**Given data:**
§ §

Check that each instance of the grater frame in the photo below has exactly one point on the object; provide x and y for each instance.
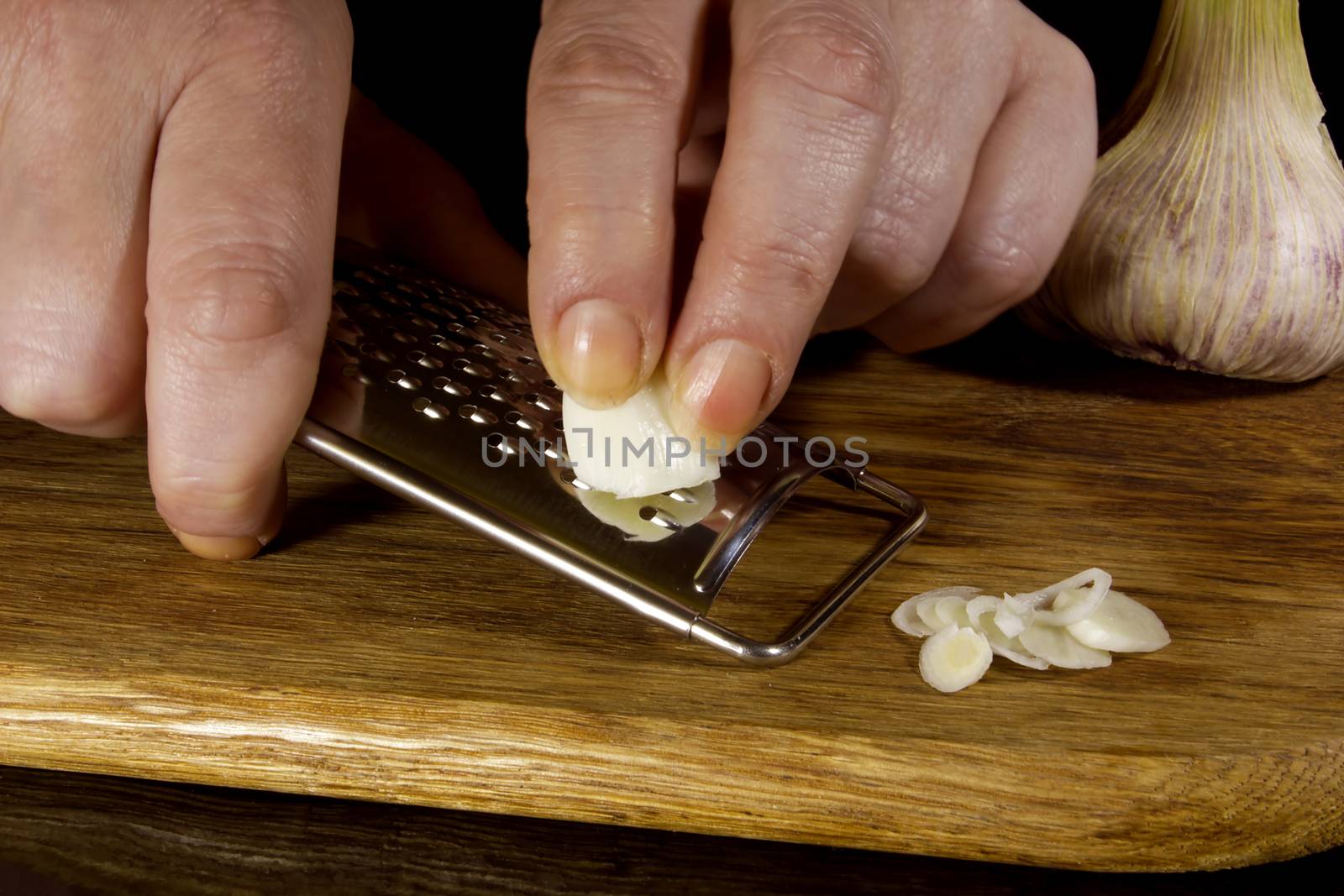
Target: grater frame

§ §

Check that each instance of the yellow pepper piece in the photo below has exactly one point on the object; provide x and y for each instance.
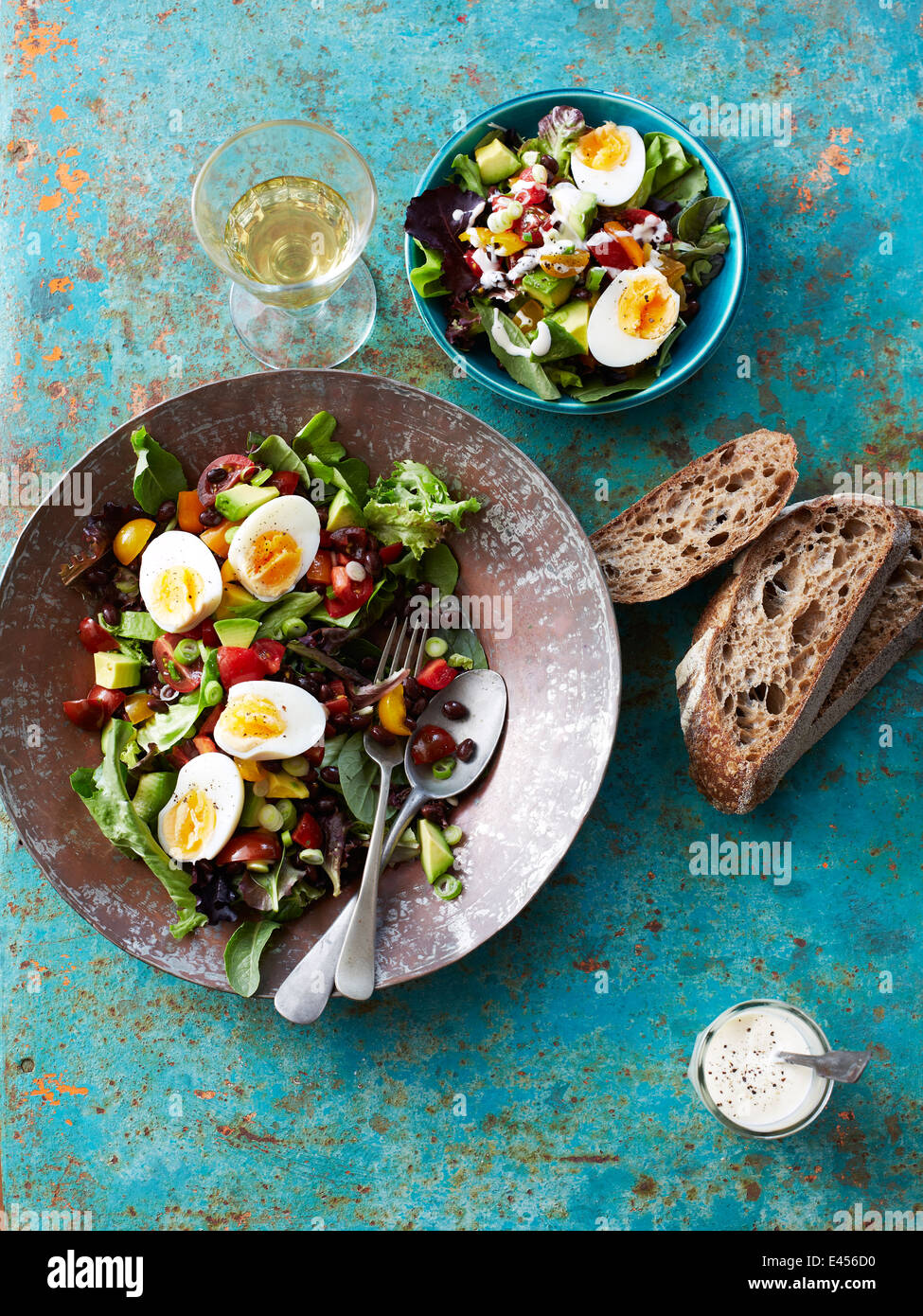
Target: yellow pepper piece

§ §

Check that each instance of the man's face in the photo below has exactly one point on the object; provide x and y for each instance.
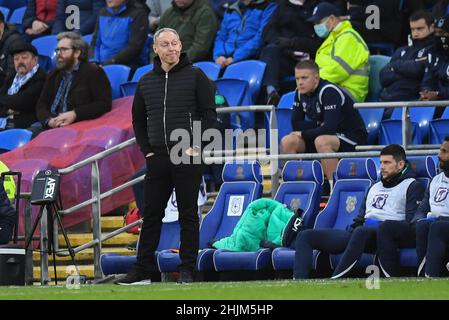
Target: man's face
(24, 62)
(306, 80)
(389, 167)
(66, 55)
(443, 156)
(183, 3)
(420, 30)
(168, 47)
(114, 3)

§ §

**Required work:** All that should appear in the answer is the lines above from the line with "Check that each instance of the grater" through the line with "Target: grater frame", retyped exactly, pictures left out.

**Problem solution:**
Check that each instance of the grater frame in the photo below has exactly one point on the object; provide x and y for each instance.
Target: grater frame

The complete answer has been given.